#### Data:
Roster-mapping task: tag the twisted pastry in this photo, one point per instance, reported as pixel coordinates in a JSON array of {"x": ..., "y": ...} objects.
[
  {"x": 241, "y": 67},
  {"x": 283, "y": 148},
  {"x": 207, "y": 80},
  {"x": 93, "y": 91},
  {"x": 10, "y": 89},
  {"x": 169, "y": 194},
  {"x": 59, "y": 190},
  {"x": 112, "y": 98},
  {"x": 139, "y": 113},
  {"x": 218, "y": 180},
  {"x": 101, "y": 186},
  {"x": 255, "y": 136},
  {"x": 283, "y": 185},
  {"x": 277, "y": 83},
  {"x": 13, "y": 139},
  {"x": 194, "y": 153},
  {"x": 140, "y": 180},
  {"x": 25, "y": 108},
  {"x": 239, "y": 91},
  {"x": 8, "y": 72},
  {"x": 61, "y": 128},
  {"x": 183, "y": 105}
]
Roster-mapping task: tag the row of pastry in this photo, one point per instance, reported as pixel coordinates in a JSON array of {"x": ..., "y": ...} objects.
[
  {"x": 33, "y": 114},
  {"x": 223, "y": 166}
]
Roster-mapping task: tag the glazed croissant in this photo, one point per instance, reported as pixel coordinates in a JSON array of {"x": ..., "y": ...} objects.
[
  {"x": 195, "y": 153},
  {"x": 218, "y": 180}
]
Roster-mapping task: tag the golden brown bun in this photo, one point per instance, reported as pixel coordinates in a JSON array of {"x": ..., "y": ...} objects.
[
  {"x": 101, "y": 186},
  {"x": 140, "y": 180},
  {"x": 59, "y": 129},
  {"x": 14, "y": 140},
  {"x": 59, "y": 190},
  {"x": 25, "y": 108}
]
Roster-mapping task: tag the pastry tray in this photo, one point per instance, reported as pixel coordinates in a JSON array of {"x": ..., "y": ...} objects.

#### Set exercise:
Reproduce the material above exactly; please quote every line of it.

#### Written solution:
Roster-mapping task: tag the twisted pastry in this photo, one point per instance, reported as pixel coordinates in a JSON array of {"x": ..., "y": ...} objects.
[
  {"x": 241, "y": 67},
  {"x": 283, "y": 148},
  {"x": 207, "y": 80},
  {"x": 93, "y": 91},
  {"x": 10, "y": 89},
  {"x": 169, "y": 194},
  {"x": 59, "y": 190},
  {"x": 112, "y": 98},
  {"x": 139, "y": 113},
  {"x": 218, "y": 180},
  {"x": 101, "y": 186},
  {"x": 255, "y": 136},
  {"x": 283, "y": 185},
  {"x": 277, "y": 83},
  {"x": 13, "y": 139},
  {"x": 194, "y": 153},
  {"x": 140, "y": 180},
  {"x": 25, "y": 108},
  {"x": 239, "y": 91},
  {"x": 8, "y": 72},
  {"x": 61, "y": 128},
  {"x": 183, "y": 105}
]
Roster-mapping task: tag the row of pastry in this photo, one point per instance, reported as pixel coordinates in a JSON array of {"x": ..., "y": ...} objects.
[
  {"x": 33, "y": 114},
  {"x": 223, "y": 166}
]
Roster-mapping task: tag the glazed croissant in this photo, one point per instance, reported as pixel coordinates in a JSON array of {"x": ..., "y": ...} objects.
[
  {"x": 195, "y": 153},
  {"x": 218, "y": 180}
]
Roster-mapping task: tag the golden brown bun in this photo, one point per instance, reported as pixel coordinates in a JSON array of {"x": ..., "y": ...} objects.
[
  {"x": 101, "y": 186},
  {"x": 140, "y": 180},
  {"x": 59, "y": 129},
  {"x": 14, "y": 140},
  {"x": 59, "y": 190},
  {"x": 25, "y": 108}
]
Roster-mapping task: tag the pastry tray in this photo, one point per instance, reported as pixel coordinates in a JSON array of {"x": ..., "y": ...} objects.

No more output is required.